BEGIN
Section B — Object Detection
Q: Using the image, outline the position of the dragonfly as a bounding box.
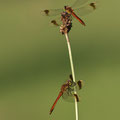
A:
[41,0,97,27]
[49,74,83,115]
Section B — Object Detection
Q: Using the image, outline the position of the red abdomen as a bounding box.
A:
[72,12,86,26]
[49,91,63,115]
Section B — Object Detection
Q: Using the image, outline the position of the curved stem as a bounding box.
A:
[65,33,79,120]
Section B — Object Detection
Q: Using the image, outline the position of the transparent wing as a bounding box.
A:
END
BEGIN
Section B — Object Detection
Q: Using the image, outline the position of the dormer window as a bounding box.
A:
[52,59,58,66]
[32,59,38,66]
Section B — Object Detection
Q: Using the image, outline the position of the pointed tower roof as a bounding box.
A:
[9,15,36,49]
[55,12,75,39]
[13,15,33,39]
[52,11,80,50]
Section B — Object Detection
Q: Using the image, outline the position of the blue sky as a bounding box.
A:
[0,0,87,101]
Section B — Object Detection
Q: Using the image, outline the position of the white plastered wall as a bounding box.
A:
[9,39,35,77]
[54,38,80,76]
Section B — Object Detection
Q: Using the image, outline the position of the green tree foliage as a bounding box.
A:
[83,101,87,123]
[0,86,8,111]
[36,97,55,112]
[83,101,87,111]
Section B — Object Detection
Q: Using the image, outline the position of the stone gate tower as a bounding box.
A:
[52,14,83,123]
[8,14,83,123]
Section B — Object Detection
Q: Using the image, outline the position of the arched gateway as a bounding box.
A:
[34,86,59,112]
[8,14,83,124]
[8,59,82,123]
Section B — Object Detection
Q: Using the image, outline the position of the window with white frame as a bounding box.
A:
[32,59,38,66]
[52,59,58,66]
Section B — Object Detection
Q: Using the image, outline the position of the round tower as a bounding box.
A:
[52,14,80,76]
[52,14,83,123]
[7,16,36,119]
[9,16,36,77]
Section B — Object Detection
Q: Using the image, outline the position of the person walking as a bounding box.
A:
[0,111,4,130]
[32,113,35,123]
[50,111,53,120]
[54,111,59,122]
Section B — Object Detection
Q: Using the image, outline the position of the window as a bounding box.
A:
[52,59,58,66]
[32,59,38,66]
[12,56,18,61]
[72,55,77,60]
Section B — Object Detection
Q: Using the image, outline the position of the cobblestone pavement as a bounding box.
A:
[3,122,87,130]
END
BEGIN
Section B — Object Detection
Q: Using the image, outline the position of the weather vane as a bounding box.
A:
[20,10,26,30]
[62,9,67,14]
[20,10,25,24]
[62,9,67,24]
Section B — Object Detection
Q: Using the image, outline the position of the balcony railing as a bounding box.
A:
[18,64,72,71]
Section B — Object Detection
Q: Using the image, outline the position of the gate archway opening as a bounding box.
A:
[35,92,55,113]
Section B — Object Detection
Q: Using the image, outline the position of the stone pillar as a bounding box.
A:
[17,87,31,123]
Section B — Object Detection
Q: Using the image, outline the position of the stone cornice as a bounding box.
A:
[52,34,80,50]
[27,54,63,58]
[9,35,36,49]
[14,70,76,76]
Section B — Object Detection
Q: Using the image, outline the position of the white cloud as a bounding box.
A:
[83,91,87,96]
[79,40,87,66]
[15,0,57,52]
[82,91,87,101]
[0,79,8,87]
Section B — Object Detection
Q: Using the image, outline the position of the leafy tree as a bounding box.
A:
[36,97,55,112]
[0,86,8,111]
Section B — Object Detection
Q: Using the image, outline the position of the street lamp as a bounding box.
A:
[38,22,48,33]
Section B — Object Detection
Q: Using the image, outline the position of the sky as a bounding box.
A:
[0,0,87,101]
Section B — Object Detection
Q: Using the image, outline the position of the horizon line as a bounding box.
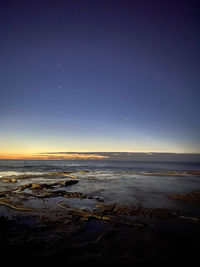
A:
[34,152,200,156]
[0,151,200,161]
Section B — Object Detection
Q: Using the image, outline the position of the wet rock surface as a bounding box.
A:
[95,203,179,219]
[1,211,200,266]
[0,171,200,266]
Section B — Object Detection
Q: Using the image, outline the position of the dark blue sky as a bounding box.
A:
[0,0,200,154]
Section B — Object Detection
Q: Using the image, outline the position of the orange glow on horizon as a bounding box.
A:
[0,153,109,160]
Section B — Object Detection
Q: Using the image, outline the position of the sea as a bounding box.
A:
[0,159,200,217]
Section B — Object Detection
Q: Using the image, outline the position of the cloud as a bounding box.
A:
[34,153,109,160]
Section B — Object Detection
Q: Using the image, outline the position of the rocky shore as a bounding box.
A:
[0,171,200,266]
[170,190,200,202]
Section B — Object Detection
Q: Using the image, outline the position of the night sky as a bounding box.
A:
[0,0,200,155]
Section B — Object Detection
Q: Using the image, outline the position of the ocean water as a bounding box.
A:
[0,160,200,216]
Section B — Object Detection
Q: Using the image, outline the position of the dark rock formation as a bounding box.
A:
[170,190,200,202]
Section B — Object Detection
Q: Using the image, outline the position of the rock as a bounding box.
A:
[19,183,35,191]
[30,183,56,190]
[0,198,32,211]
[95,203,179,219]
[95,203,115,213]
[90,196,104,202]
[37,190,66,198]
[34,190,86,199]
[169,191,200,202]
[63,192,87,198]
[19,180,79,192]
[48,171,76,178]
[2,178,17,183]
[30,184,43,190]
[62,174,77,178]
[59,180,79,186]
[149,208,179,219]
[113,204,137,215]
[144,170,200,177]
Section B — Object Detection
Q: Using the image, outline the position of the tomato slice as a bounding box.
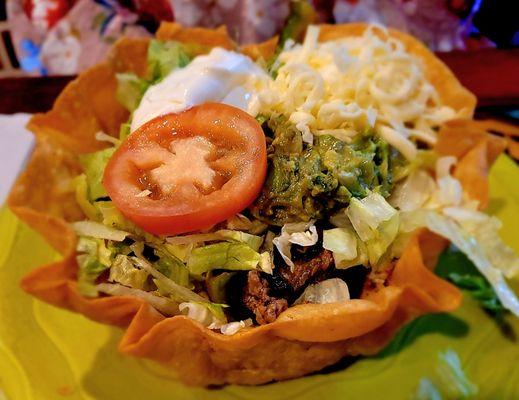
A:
END
## PROBLEM TO SOLVE
Scan the entries above. Copy each line that has the string "white".

## EXERCISE RESPONSE
Q: Using the image, outline the position of the white plastered wall as a bounding box.
Q: Using the image, outline the position of the window with white frame as a bounding box.
Q: Using the image, outline the position of the white cloud as a bounding box.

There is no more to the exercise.